## What you have to do
Identify each line in the records below that contains the word "blue", and copy it.

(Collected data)
*** Begin section ***

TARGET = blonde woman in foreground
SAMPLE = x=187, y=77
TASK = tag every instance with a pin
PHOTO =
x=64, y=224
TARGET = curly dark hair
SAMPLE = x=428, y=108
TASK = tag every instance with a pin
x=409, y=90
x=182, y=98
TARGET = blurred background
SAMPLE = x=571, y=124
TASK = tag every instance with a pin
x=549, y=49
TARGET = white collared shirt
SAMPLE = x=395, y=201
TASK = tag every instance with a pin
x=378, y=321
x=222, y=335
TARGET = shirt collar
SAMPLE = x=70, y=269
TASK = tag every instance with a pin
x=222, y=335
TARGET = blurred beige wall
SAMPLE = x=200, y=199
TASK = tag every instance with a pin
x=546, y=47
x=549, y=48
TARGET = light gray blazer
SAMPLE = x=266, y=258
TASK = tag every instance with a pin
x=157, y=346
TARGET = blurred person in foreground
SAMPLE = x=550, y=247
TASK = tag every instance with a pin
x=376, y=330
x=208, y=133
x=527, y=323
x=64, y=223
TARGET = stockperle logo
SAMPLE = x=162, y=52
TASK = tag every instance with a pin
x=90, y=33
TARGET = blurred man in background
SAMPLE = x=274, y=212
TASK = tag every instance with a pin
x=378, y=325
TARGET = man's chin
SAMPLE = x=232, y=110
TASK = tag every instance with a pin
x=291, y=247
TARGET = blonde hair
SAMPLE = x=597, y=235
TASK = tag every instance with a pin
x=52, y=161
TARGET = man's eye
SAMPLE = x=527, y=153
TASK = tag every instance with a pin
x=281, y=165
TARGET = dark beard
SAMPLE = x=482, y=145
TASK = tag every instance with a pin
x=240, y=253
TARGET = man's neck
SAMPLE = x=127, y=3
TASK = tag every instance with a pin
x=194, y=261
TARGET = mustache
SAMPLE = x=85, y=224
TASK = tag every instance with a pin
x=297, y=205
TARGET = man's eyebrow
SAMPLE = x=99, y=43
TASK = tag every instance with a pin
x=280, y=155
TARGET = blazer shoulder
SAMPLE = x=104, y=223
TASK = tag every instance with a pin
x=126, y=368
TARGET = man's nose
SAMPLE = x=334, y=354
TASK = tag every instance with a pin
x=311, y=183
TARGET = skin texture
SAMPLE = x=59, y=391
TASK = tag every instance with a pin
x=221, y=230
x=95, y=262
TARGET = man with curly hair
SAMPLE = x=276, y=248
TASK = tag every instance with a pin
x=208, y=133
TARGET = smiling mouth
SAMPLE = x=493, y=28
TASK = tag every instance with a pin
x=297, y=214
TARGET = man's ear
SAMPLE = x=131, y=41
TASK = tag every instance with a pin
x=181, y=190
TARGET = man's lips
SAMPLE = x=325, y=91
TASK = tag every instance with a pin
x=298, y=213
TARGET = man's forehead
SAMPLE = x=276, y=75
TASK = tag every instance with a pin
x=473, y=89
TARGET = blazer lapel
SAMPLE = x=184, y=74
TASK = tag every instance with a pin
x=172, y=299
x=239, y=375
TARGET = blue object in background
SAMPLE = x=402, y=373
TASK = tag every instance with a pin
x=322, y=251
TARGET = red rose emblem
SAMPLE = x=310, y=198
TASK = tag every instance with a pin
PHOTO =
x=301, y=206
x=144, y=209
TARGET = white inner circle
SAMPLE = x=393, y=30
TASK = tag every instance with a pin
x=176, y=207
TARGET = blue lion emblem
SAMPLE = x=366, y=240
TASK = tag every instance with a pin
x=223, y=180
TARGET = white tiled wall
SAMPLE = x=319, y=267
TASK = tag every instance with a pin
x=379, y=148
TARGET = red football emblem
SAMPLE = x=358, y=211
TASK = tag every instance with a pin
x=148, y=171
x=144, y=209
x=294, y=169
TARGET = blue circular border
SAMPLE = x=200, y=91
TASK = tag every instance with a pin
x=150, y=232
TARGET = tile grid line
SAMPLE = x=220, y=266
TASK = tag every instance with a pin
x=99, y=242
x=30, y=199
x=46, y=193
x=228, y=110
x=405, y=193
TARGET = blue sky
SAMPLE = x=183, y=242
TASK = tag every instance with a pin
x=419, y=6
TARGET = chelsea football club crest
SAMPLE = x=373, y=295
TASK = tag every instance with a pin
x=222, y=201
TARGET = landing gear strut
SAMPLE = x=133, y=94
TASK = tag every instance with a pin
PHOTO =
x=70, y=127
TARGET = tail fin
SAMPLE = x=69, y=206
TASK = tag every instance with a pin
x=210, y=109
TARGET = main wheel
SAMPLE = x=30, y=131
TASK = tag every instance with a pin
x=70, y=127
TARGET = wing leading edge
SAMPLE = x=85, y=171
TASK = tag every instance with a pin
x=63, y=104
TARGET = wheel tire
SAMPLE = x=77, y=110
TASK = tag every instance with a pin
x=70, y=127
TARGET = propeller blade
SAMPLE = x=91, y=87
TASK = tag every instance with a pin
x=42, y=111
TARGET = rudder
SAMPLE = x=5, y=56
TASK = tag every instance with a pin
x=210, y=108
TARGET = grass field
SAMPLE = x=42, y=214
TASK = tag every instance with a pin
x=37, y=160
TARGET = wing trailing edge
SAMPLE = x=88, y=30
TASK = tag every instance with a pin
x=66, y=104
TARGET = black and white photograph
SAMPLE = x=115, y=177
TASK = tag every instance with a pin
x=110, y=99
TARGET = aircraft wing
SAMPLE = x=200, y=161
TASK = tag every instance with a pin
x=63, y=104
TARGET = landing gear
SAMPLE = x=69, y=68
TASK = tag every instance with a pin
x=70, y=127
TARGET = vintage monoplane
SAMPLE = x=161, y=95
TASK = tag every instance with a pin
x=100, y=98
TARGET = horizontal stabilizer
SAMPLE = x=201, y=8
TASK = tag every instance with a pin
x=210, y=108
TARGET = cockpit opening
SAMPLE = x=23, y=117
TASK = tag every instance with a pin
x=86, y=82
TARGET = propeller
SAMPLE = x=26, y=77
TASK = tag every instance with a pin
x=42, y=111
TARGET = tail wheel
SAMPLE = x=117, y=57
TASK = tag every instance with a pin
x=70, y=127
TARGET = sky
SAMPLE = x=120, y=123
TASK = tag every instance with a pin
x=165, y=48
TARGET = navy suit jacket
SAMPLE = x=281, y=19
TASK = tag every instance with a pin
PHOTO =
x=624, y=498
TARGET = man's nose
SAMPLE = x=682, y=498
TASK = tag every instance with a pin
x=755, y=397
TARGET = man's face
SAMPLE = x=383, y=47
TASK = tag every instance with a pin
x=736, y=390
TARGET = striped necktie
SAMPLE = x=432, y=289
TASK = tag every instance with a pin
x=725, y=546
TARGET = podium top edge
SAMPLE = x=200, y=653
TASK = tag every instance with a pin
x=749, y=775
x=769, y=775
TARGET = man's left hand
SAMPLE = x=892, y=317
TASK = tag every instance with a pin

*** End section ***

## Exercise result
TARGET = blue object in background
TARGET = blue lion emblem
TARGET = blue circular border
TARGET = blue sky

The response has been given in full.